Copy out every line of the records in which "hair" can be found.
[DATA FOR THIS TASK]
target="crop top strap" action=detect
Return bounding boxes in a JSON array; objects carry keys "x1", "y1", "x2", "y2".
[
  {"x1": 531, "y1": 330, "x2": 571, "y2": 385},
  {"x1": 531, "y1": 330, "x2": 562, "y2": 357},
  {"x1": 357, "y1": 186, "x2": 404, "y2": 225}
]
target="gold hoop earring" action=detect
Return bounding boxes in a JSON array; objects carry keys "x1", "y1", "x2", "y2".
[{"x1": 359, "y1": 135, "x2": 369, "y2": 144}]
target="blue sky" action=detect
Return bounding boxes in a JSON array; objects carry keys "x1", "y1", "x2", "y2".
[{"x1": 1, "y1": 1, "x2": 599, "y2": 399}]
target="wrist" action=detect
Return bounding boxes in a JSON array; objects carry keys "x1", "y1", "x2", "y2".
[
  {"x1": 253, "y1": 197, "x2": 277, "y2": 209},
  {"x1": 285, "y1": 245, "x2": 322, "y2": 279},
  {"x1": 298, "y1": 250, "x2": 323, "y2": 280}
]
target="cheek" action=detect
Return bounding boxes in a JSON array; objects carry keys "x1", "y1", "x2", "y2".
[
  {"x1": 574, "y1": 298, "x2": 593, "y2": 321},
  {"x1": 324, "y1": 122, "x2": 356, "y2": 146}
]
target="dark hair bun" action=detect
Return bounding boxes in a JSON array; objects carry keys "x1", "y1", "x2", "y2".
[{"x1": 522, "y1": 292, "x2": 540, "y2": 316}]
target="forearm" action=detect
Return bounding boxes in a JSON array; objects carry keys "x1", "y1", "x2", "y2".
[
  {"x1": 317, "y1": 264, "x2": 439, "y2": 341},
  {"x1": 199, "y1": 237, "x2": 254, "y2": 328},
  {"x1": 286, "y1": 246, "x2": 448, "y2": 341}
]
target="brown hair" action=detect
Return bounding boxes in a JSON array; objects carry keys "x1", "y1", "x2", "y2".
[/DATA FOR THIS TASK]
▶ _WRITTEN ANSWER_
target="dark hair bun" action=detect
target="brown hair" action=detect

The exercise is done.